__What to produce__. In the entries below, find the line with "For every instance of the woman" and the line with "For every instance of the green". Reproduce those two lines and every line between them exactly, and nothing more.

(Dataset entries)

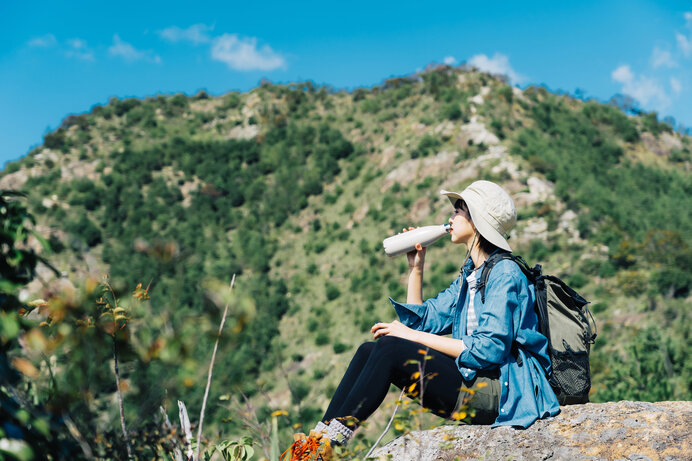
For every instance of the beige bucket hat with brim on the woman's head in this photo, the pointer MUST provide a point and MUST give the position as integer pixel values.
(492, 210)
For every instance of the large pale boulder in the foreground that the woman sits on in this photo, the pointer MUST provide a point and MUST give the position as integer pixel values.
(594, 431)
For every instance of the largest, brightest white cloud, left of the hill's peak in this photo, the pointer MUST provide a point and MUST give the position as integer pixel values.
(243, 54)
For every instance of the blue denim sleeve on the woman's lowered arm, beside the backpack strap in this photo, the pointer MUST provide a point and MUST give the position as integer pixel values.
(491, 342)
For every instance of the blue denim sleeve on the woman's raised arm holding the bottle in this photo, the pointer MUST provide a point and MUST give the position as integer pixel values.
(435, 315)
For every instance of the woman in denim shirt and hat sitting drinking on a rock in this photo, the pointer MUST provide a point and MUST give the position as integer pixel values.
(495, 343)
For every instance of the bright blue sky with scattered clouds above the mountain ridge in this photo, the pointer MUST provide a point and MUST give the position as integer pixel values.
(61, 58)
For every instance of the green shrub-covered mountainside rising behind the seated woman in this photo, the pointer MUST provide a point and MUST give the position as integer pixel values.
* * *
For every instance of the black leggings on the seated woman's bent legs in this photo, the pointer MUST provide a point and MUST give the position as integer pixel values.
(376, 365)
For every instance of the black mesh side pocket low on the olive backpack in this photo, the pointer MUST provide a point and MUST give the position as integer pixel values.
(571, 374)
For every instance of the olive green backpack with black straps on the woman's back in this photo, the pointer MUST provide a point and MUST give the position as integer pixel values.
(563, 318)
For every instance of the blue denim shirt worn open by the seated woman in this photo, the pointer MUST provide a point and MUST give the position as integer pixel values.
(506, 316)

__Response area__.
For every instance of the woman in denim shirt and hat sitting drinking on a rock in this photo, the pointer MUST provide a point and MUST give the position as integer pixel values.
(495, 343)
For every instance of the bright blue sky with scattered clouds above the mountain ridge in this photo, the pointer MUST provide a point and MUST give the position as integer pixel values.
(61, 58)
For every instance of the green shrub-covered mountainside rising behind the seated woman in this photo, the pointer MUST provide a point and MUST give the position as integer pixel values.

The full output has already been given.